Passage shown:
Charlotte Crawley is proud to raise cattle near Rapid City, Man., a short drive from the land her family first farmed in 1897. She’s also proud to be a woman breaking down barriers in two occupations: farming and conservation.
DUC is recognizing Crawley and two of her Manitoba colleagues for their contributions to science, technology, engineering and mathematics (STEM), on the International Day of Women and Girls in Science.
Three STEM roles that are diverse and meaningful
Crawley, a conservation specialist with DUC since 2015 working in the Brandon office, says: “If your heart is in it and you’re willing to work for it, women can do anything.”
Abosede Adeoye is the head of finance for DUC’s $15 million Manitoba budget. Originally from Nigeria, she holds an MBA (Master of Business Administration) from University Canada West in Vancouver, B.C.
“Women and girls often play a critical role in everyday management of natural resources in the family and community,” she notes. “I am a firm believer in the old African proverb, ‘If you educate a man, you educate an individual but if you educate a woman, you educate a family (nation)’.”
Lisette Ross joined DUC in 1990 as a research biologist. Today, she is head of wetland services for Native Plant Solutions, an arm of DUC that provides environmental solutions for corporate clients and governments. Ross was instrumental in a first-in-Canada project in Niverville to transition a former sewage lagoon into community space using natural processes.

Activities:
[1] Name each woman the piece about DUC's women in STEM mentions being recognized, along with the role the text gives for her.
[2] Continue the piece about DUC's women in STEM, picking up after its final sentence.
This data comes from a separate source and has no connection to the text about DUC's women in STEM.

(Spatial localization data)
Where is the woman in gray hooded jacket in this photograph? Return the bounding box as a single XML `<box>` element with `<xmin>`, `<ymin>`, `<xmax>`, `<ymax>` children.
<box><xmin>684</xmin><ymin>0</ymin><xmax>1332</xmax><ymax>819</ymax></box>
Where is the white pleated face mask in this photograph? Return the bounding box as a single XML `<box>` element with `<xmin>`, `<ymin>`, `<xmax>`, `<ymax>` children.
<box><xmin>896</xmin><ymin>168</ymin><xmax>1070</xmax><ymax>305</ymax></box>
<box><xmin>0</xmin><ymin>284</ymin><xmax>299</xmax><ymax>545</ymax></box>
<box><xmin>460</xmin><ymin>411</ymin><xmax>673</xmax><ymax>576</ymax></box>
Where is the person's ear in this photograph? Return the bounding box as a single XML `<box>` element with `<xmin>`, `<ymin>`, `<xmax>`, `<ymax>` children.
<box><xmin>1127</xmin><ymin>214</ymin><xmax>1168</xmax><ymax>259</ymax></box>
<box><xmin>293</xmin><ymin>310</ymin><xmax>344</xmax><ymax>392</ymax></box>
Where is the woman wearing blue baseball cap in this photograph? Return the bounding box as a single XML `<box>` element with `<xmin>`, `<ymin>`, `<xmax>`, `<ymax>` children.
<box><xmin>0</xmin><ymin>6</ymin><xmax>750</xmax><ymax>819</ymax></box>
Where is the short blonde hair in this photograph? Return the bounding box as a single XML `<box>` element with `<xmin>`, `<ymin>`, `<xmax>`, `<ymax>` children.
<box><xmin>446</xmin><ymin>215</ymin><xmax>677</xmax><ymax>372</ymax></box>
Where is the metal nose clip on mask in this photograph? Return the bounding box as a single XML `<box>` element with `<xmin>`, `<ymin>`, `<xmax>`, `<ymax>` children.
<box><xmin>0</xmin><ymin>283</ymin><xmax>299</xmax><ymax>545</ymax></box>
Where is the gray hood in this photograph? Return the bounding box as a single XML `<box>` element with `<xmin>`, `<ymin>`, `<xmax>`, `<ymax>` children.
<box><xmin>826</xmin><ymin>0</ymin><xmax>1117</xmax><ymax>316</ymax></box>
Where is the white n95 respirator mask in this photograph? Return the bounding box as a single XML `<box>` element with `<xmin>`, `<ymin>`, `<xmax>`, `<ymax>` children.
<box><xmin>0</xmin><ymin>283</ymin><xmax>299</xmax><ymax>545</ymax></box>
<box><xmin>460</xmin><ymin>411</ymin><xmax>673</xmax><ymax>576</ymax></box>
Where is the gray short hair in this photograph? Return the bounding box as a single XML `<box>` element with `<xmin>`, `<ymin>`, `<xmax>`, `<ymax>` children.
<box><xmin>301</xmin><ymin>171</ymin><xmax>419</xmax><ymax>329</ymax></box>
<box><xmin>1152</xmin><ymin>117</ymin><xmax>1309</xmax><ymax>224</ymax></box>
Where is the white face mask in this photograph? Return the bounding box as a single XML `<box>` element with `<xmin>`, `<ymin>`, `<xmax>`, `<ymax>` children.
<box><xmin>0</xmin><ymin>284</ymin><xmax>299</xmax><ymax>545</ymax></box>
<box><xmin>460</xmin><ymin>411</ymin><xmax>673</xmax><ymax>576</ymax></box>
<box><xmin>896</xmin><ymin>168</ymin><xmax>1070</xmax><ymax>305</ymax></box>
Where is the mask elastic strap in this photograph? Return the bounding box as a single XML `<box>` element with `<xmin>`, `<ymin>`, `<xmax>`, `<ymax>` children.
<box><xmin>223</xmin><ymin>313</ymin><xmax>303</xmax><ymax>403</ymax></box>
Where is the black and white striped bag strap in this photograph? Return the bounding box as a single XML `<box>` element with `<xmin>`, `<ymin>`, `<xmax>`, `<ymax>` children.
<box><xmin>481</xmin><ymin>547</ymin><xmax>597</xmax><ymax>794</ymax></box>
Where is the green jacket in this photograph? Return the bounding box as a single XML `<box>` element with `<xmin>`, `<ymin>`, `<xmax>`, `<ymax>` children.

Task-by-task answers:
[1]
- Charlotte Crawley: conservation specialist with DUC, working in the Brandon office
- Abosede Adeoye: head of finance for DUC's $15 million Manitoba budget
- Lisette Ross: head of wetland services for Native Plant Solutions, an arm of DUC

[2]
“The more diversity we can incorporate into our work and office environments, the better products and approaches we will possess for attaining our wetland and waterfowl conservation goals,” says Ross. “We often want to promote or work alongside people who think like us. It may be easier but there is a risk in that: you can lose that important diversity.”
We often want to promote or work alongside people who think like us. It may be easier but there is a risk in that: you can lose that important diversity.
Applying science-based solutions to environmental challenges
DUC employs 17 women among 34 staff at its provincial office in Brandon, plus nine of 11 staff at Oak Hammock Marsh Wetland Discovery Centre and eight of 14 at Native Plant Solutions in Winnipeg.
“Beyond the numbers, the experience and abilities provided by our female colleagues are simply astounding,” explains Mark Francis, DUC’s manager of provincial operations in Manitoba, “and the collective office mix makes for a great team. We salute Charlotte, Lisette and Abosede for their roles in applying science-based solutions to the challenges of climate change, biodiversity and sustainable agriculture.”